The Tonkin Gulf Incidents in context

VIETNAM
SR #2647
Goes with Camera Roll 687
SR 1887
Ray Cline
At the head of this roll are several seconds of reference tone recorded minus ADS 1,000 hertz. On auger three, we're using an internal crystal operating at 60 hertz and according to the multese cross, everything is operating properly. Again, this is ahead of SR #2647. It goes with camera 687.
Beeper...Tet.
Ah, one second. This is an interview with Ray Cline, Deputy Director for Intelligence in 1964.
Interviewer:
What was the connection between A-34 operations with South Vietnamese commandos who were supported by the CIA and the US Navy to the Maddox patrol in the Tonkin Gulf. Could you describe it?
Cline:
The South Vietnamese attacks on military installations along the coast were part of a graduated campaign of pressure against the North Vietnamese military forces to prevent them from causing trouble in the south. The US Navy participation, the naval patrols in the Gulf of Tonkin were passive. They were what I would call intelligence collection exercises.
Knowing in advance from the South Vietnamese that the commando attacks were going to take place, it was very useful for the United States for its own purpose in knowing the terrain in that area to pick up the electronic signals and any messages that were relayed back and forth indicating where North Vietnamese forces were, what they were doing, and what their reactions to the attacks were. This was the job of the destroyers in the Gulf of Tonkin during these incidents.
Interviewer:
If you could refine it just a minute, a bit, and talk about there was a real connection between the two operations, one passive, one active?
Cline:
The South Vietnamese, paramilitary forces had the active rote. They attacked North Vietnamese installations. The US naval vessels had only a passive role. They were observers distant observers of these attacks, monitoring them primarily through monitoring the electronic signals that were passing back and forth.

The Second Tonkin Gulf Incident

Interviewer:
Go on to the Tonkin Gulf Incident, the two incidents, August 2nd and August 4th. What did you know about the second incident? Why do you think it did not occur?
Cline:
I think it's pretty clear now that a torpedo attack on the US destroyer did not occur on the second night, during the second incident. There were torpedo boats in the vicinity and it is not possible to prove that they did not attack, but my impression is that the evidence is very insubstantial concerning a second torpedo attack.

**GIVEN REQUEST A:** Quote the Tonkin Gulf interview from "Ah, one second." up to and including "intelligence collection exercises.".
**GIVEN REQUEST B:** According to the Tonkin Gulf interview, what position did Ray Cline hold in 1964?
**GIVEN REQUEST C:** Decide whether each statement agrees with the Tonkin Gulf interview, answering yes or no and quoting the words that settle it. (i) Cline calls the US naval patrols in the Gulf of Tonkin passive. (ii) Cline says no torpedo boats were near the destroyer during the second incident. (iii) The South Vietnamese learned of the coming commando attacks from the US destroyers.
The rows are unrelated to the Tonkin Gulf interview.

**DATA SECTION:**
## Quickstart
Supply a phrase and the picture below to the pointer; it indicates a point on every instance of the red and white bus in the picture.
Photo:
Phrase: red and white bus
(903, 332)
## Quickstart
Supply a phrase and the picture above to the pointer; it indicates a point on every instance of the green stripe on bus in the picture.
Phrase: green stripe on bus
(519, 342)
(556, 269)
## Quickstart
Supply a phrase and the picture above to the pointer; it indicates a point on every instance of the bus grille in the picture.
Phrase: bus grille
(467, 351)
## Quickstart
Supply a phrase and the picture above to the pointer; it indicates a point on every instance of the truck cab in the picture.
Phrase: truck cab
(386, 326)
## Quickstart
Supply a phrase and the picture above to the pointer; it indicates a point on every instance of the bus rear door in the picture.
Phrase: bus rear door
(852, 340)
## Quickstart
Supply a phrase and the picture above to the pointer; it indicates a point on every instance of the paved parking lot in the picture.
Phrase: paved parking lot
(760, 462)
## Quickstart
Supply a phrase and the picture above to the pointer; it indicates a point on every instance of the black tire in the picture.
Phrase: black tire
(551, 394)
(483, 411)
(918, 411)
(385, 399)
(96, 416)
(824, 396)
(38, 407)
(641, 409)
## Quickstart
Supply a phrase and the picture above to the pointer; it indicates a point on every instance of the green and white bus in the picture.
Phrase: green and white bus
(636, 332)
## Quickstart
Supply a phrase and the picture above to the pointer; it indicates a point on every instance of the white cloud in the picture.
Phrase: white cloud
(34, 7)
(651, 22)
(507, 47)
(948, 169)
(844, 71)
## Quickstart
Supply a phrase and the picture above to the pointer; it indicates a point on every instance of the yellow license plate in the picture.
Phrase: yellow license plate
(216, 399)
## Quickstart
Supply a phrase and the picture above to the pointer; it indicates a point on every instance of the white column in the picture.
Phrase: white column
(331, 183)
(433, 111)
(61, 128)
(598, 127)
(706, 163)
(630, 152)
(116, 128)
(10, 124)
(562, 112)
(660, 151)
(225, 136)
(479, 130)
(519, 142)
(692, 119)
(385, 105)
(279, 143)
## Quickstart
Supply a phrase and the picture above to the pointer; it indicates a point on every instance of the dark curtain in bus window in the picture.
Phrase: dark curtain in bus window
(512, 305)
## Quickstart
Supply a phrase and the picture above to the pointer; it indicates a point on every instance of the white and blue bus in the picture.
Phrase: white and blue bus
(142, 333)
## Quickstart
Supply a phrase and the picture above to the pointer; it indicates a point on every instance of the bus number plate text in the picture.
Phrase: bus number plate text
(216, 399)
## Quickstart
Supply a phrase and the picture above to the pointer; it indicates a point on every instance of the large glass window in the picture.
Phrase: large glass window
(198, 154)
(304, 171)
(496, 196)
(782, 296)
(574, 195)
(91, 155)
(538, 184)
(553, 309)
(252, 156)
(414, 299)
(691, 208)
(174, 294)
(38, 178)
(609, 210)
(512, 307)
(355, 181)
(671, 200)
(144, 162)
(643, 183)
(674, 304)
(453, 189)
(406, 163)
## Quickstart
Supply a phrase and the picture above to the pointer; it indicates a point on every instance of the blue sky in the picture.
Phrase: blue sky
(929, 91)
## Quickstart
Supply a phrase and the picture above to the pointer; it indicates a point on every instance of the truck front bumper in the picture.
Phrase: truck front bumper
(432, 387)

**EXERCISE ANSWER A:**
Ah, one second. This is an interview with Ray Cline, Deputy Director for Intelligence in 1964.
Interviewer:
What was the connection between A-34 operations with South Vietnamese commandos who were supported by the CIA and the US Navy to the Maddox patrol in the Tonkin Gulf. Could you describe it?
Cline:
The South Vietnamese attacks on military installations along the coast were part of a graduated campaign of pressure against the North Vietnamese military forces to prevent them from causing trouble in the south. The US Navy participation, the naval patrols in the Gulf of Tonkin were passive. They were what I would call intelligence collection exercises.

**EXERCISE ANSWER B:** Deputy Director for Intelligence.

**EXERCISE ANSWER C:**
(i) Yes: "The US Navy participation, the naval patrols in the Gulf of Tonkin were passive."
(ii) No: "There were torpedo boats in the vicinity"
(iii) No: "Knowing in advance from the South Vietnamese that the commando attacks were going to take place"